> [Items]:
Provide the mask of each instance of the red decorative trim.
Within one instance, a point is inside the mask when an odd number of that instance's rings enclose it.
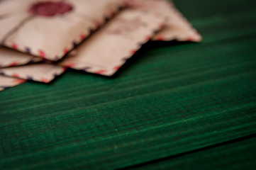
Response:
[[[43,82],[43,83],[48,83],[48,82],[49,82],[49,80],[45,79],[44,79],[44,78],[42,78],[42,79],[41,79],[41,81]]]
[[[65,72],[67,69],[67,67],[63,67],[62,72]]]
[[[16,78],[18,78],[18,74],[16,74],[16,73],[13,73],[12,76],[16,77]]]
[[[76,64],[74,63],[69,63],[67,64],[65,64],[65,66],[67,68],[72,68]]]
[[[24,83],[25,81],[26,81],[26,80],[23,80],[23,79],[15,79],[15,80],[13,80],[13,82],[18,83],[18,84],[22,84],[22,83]]]
[[[97,74],[101,74],[104,72],[106,72],[106,70],[99,70],[99,71],[97,71],[97,72],[96,72],[94,73]]]
[[[116,10],[112,9],[111,11],[110,11],[110,16],[115,16],[116,13]]]
[[[151,35],[148,35],[148,36],[146,36],[146,40],[150,40],[151,38],[152,38],[152,36],[151,36]]]
[[[80,39],[81,39],[81,40],[84,40],[84,38],[85,38],[85,35],[84,35],[84,34],[81,34],[81,35],[80,35]]]
[[[39,52],[39,56],[41,57],[42,58],[45,59],[45,54],[43,50],[38,50]]]
[[[186,41],[189,41],[189,42],[194,41],[194,38],[187,38]]]
[[[18,45],[16,43],[13,43],[11,45],[11,47],[15,49],[15,50],[17,50],[18,49]]]
[[[13,62],[12,63],[11,63],[9,64],[9,66],[13,67],[13,66],[18,65],[18,62]]]
[[[63,50],[64,54],[67,54],[69,52],[69,50],[67,48],[65,48]]]
[[[164,39],[164,38],[163,38],[162,36],[157,36],[157,37],[156,38],[156,40],[159,40],[159,41],[162,41],[162,40],[164,40],[165,39]]]
[[[130,54],[134,55],[137,52],[137,50],[130,50]]]
[[[116,66],[116,67],[113,67],[113,69],[114,69],[114,70],[118,70],[118,69],[120,69],[121,67],[121,66]]]

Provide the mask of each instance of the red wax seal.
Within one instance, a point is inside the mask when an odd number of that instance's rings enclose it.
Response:
[[[62,15],[72,10],[72,6],[63,1],[43,1],[32,5],[28,11],[30,13],[43,16]]]

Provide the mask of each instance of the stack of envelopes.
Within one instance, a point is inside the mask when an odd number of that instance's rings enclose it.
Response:
[[[2,0],[0,91],[67,68],[112,76],[149,40],[201,40],[170,1]]]

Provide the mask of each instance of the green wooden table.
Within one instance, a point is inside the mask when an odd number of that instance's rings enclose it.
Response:
[[[0,93],[0,169],[256,169],[256,3],[174,2],[201,43]]]

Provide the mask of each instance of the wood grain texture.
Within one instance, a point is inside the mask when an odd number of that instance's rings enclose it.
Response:
[[[255,157],[254,137],[228,143],[255,134],[254,1],[174,2],[203,42],[151,42],[111,79],[69,70],[0,93],[0,169],[232,168]],[[247,160],[239,167],[255,168]]]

> [What to work on]: Please return every line of the records above word for word, leaving out the pictures.

> [Written response]:
Provide the mask of each instance of the red decorative trim.
Within one instance, a point is inside the mask when an odd number of that instance's rings enclose it.
Response:
[[[43,82],[43,83],[48,83],[48,82],[49,82],[49,80],[45,79],[44,79],[44,78],[42,78],[42,79],[41,79],[41,81]]]
[[[65,72],[67,69],[67,67],[63,67],[62,72]]]
[[[16,78],[18,78],[18,74],[16,74],[16,73],[13,73],[12,76],[16,77]]]
[[[76,64],[74,63],[69,63],[67,64],[65,64],[65,66],[67,68],[72,68]]]
[[[24,83],[25,81],[26,81],[26,80],[23,80],[23,79],[15,79],[15,80],[13,80],[13,82],[18,83],[18,84],[22,84],[22,83]]]
[[[97,74],[101,74],[104,72],[106,72],[106,70],[99,70],[99,71],[97,71],[97,72],[96,72],[94,73]]]
[[[116,10],[112,9],[111,11],[110,11],[110,16],[115,16],[116,13]]]
[[[151,35],[148,35],[148,36],[146,36],[146,40],[150,40],[151,38],[152,38],[152,36],[151,36]]]
[[[80,39],[81,39],[81,40],[84,40],[84,38],[85,38],[85,35],[84,35],[84,34],[81,34],[81,35],[80,35]]]
[[[39,52],[39,56],[41,57],[42,58],[45,59],[45,54],[43,50],[38,50]]]
[[[186,41],[189,41],[189,42],[194,41],[194,38],[187,38]]]
[[[18,45],[16,43],[13,43],[11,45],[11,47],[15,49],[15,50],[17,50],[18,49]]]
[[[13,62],[12,63],[11,63],[9,64],[9,66],[13,67],[13,66],[18,65],[18,62]]]
[[[63,50],[64,54],[67,54],[69,52],[69,50],[67,48],[65,48]]]
[[[164,39],[164,38],[163,38],[162,36],[157,36],[157,37],[156,38],[156,40],[159,40],[159,41],[162,41],[162,40],[164,40],[165,39]]]
[[[130,54],[134,55],[137,52],[137,50],[130,50]]]
[[[116,66],[116,67],[113,67],[113,69],[114,69],[114,70],[118,70],[118,69],[120,69],[121,67],[121,66]]]

Provide the mask of each instance of the red wax seal.
Within one instance, a point is inside the mask when an odd number of that instance's rings enclose it.
Response:
[[[62,15],[72,10],[72,6],[63,1],[43,1],[32,5],[28,11],[30,13],[43,16]]]

Provide the mask of each instance of the stack of envelopes.
Within one instance, a point is inside the mask when an odd number of that instance's rings enclose it.
Response:
[[[2,0],[0,91],[67,68],[112,76],[149,40],[201,40],[170,1]]]

Provide the mask of each instance of the green wooden table.
Within one instance, a point is inside the mask when an odd number of that instance's rings enclose it.
Response:
[[[0,93],[0,169],[256,169],[256,3],[174,2],[201,43]]]

Provide the mask of each instance of the wood grain texture.
Within one instance, a point is inside the mask when an odd number of that instance's rings enclose it.
Response:
[[[255,157],[254,137],[228,143],[255,134],[254,1],[174,2],[203,42],[151,42],[111,79],[69,70],[0,93],[0,169],[232,168]],[[247,160],[239,167],[255,168]]]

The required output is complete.